╔══
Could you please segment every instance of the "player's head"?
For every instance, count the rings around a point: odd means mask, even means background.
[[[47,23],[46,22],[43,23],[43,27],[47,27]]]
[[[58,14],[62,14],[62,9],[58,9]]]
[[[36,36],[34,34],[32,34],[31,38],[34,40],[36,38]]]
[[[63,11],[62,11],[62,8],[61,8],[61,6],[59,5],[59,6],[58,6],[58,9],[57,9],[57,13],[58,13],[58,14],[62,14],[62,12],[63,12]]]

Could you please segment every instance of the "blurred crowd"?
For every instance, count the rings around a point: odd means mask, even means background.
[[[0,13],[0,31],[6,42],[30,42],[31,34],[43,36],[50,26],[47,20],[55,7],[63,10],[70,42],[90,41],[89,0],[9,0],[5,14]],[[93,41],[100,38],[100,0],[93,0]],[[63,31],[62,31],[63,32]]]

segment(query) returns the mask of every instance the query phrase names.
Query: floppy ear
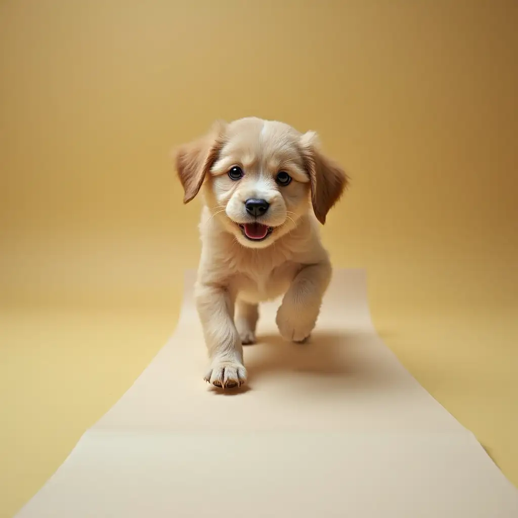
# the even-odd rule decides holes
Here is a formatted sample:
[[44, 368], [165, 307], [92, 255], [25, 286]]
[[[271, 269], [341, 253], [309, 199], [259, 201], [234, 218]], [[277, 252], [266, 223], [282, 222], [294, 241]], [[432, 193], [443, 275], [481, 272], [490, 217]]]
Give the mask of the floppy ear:
[[206, 135], [176, 151], [175, 163], [183, 188], [183, 203], [189, 203], [199, 192], [205, 176], [218, 158], [223, 145], [224, 123], [218, 121]]
[[323, 225], [327, 213], [347, 188], [349, 179], [337, 164], [322, 153], [318, 140], [316, 133], [308, 132], [300, 137], [300, 143], [309, 175], [313, 211]]

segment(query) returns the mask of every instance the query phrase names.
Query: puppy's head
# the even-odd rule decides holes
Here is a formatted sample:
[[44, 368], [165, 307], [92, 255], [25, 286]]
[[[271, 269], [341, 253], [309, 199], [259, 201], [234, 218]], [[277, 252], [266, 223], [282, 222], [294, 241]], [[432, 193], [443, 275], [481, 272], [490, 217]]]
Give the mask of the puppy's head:
[[255, 118], [216, 123], [177, 151], [184, 203], [203, 186], [213, 217], [249, 248], [271, 244], [312, 208], [323, 224], [347, 177], [316, 140], [312, 132]]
╚══
Exercise aim: Transcribe all of the lines above word for word, omitting the picture.

Correct result:
Could you please segment every instance of the "player's head"?
For every instance, count the rings around a point: odd means mask, even means background.
[[[47,23],[46,22],[43,23],[43,27],[47,27]]]
[[[58,14],[62,14],[62,9],[58,9]]]
[[[36,36],[34,34],[32,34],[31,38],[34,40],[36,38]]]
[[[63,11],[62,11],[62,8],[61,8],[61,6],[59,5],[59,6],[58,6],[58,9],[57,9],[57,13],[58,13],[58,14],[62,14],[62,12],[63,12]]]

Could you please segment every instance of the "blurred crowd"?
For every instance, count the rings around a point: odd means mask, even means background.
[[[0,13],[0,31],[6,42],[30,42],[31,34],[43,36],[50,26],[47,20],[55,7],[63,10],[70,42],[90,41],[89,0],[9,0],[5,14]],[[93,41],[100,38],[100,0],[93,0]],[[63,31],[62,31],[63,32]]]

segment(query) returns the mask of every instance the query phrase names.
Query: floppy ear
# the even-odd rule decides holes
Here is a formatted sample:
[[44, 368], [165, 307], [92, 255], [25, 286]]
[[[271, 269], [341, 253], [309, 199], [259, 201], [234, 218]], [[277, 252], [266, 223], [282, 222], [294, 241]], [[432, 193], [443, 275], [481, 272], [490, 217]]]
Give the mask of the floppy ear:
[[206, 135], [176, 151], [175, 163], [183, 188], [183, 203], [189, 203], [199, 192], [205, 176], [218, 158], [223, 145], [224, 123], [218, 121]]
[[323, 225], [327, 213], [347, 188], [349, 179], [337, 164], [322, 153], [318, 140], [316, 133], [308, 132], [300, 137], [300, 143], [309, 175], [313, 211]]

segment(query) returns the mask of every instance the query phrase names.
Query: puppy's head
# the even-odd rule decides holes
Here is a formatted sample:
[[44, 368], [165, 307], [92, 255], [25, 286]]
[[[271, 269], [341, 253], [309, 199], [259, 201], [234, 218]], [[277, 252], [266, 223], [282, 222], [294, 241]], [[432, 193], [443, 275], [481, 272], [490, 217]]]
Give the mask of the puppy's head:
[[255, 118], [216, 123], [177, 151], [184, 203], [203, 186], [213, 217], [249, 248], [271, 244], [312, 208], [323, 224], [347, 177], [316, 140], [312, 132]]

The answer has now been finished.